> [Problem details]
What follows is a set of records; repeat all of them exactly.
──────────────────────────────
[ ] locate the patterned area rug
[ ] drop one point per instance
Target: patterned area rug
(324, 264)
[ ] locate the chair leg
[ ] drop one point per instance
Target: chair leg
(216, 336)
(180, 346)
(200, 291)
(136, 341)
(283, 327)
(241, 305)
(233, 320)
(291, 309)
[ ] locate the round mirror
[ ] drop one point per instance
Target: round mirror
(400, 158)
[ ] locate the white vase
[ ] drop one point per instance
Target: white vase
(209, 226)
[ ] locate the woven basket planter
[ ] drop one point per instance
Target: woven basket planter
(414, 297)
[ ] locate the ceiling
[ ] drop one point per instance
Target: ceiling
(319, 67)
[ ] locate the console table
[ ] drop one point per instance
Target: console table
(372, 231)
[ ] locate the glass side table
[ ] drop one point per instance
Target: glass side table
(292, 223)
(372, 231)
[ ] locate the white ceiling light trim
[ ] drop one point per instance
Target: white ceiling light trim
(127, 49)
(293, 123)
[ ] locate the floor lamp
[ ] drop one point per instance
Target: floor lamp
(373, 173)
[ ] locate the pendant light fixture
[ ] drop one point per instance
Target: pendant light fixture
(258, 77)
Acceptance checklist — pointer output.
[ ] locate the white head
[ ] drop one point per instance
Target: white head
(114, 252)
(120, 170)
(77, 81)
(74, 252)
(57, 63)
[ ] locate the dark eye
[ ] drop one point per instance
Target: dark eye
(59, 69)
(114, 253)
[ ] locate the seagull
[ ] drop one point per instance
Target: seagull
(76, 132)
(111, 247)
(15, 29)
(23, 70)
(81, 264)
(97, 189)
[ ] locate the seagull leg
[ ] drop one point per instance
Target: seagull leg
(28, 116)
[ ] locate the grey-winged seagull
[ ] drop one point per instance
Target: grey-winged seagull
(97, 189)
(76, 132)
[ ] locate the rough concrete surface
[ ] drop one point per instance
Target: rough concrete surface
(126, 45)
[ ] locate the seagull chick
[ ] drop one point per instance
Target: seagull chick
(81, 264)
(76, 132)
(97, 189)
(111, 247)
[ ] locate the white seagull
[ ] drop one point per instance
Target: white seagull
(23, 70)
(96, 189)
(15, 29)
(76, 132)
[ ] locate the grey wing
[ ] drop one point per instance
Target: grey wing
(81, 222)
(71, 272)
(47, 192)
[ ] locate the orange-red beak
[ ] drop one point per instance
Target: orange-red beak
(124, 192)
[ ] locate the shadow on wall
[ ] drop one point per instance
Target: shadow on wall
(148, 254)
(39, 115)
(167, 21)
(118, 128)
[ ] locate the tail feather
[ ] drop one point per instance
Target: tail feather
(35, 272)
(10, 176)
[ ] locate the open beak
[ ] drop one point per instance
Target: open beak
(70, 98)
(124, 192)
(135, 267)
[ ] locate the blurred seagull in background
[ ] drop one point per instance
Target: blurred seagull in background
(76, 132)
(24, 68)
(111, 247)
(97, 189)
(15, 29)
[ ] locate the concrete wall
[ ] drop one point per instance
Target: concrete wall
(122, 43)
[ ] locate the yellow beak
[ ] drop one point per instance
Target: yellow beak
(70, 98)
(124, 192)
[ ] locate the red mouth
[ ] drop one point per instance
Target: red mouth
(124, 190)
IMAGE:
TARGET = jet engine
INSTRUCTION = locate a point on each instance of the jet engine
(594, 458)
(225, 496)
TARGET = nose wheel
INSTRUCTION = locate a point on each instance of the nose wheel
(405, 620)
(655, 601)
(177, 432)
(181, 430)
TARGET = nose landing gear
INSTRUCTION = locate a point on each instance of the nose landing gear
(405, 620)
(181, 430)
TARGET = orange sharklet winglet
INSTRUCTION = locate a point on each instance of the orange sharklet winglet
──────────────────────────────
> [Exercise output]
[ ] locate the patterned area rug
[ ] drop one point per instance
Target: patterned area rug
(324, 264)
[ ] locate the chair leg
[ ] drop one point per instance
Target: chair leg
(216, 336)
(180, 346)
(200, 291)
(136, 341)
(283, 327)
(241, 305)
(233, 320)
(291, 309)
[ ] locate the round mirror
[ ] drop one point per instance
Target: round mirror
(400, 158)
[ ] locate the white vase
[ ] drop one point per instance
Target: white vase
(209, 226)
[ ] locate the woven basket planter
[ ] drop one point per instance
Target: woven basket planter
(414, 297)
[ ] locate the ceiling
[ ] drop one point per instance
Target: ceiling
(319, 67)
[ ] locate the console table
[ ] drop one point per instance
Target: console table
(372, 231)
[ ] locate the glass side table
[ ] drop one point per instance
Target: glass side table
(292, 223)
(372, 231)
[ ] locate the white ceiling light trim
[ ] drop one point per instance
Target: white ceiling light trim
(127, 49)
(293, 123)
[ ] locate the floor lamp
[ ] drop one point per instance
Target: floor lamp
(373, 173)
[ ] locate the pendant light fixture
[ ] drop one point per instance
Target: pendant light fixture
(258, 77)
Acceptance checklist — pointer output.
[ ] locate the white head
[ ] drop one point per instance
Target: white head
(114, 252)
(120, 170)
(77, 81)
(74, 252)
(57, 63)
[ ] locate the dark eye
[ ] drop one point per instance
Target: dark eye
(59, 69)
(114, 253)
[ ] locate the seagull
[ ] drop one point per instance
Target: seagull
(76, 132)
(111, 247)
(15, 29)
(23, 70)
(81, 264)
(97, 189)
[ ] locate the seagull leg
[ ] drop one point per instance
Target: seagull leg
(28, 116)
[ ] locate the grey-winged seagull
[ ] drop one point per instance
Target: grey-winged seagull
(97, 189)
(76, 132)
[ ] locate the rough concrete surface
[ ] drop one point per instance
Target: rough concrete surface
(126, 45)
[ ] locate the seagull chick
[ ] drop one point per instance
Target: seagull chick
(81, 264)
(76, 132)
(97, 189)
(111, 247)
[ ] locate the white seagull
[ ] drop one point per instance
Target: white seagull
(23, 70)
(96, 189)
(15, 29)
(76, 132)
[ ] locate the grey wing
[ ] drop one point per instance
Target: grey wing
(81, 222)
(71, 272)
(47, 192)
[ ] locate the orange-red beak
[ ] drop one point per instance
Target: orange-red beak
(124, 192)
[ ] locate the shadow on wall
[ ] drop one point per instance
Target: shadow on wall
(148, 254)
(39, 115)
(167, 21)
(118, 128)
[ ] locate the tail feather
[ ] drop one point per instance
Target: tail feather
(35, 272)
(10, 176)
[ ] locate the open beak
[ ] drop one point per instance
Target: open beak
(70, 98)
(124, 192)
(135, 267)
[ ] locate the blurred seagull in background
[ ] drop one point per instance
Target: blurred seagull in background
(76, 132)
(24, 68)
(111, 247)
(97, 189)
(15, 29)
[ ] locate the concrete wall
[ ] drop one point per instance
Target: concrete wall
(122, 43)
[ ] locate the yellow beak
[ ] drop one point per instance
Target: yellow beak
(70, 98)
(124, 192)
[ ] locate the red mouth
[ ] drop one point per instance
Target: red mouth
(124, 190)
IMAGE:
TARGET = jet engine
INSTRUCTION = locate a point on each instance of the jet engine
(594, 458)
(225, 496)
TARGET = nose wheel
INSTRUCTION = locate a point on each instance of the nose wheel
(405, 620)
(655, 601)
(177, 432)
(181, 430)
TARGET = nose landing gear
INSTRUCTION = locate a point on each instance of the nose landing gear
(405, 620)
(181, 430)
TARGET = orange sharklet winglet
INSTRUCTION = locate a point on each instance of the orange sharklet winglet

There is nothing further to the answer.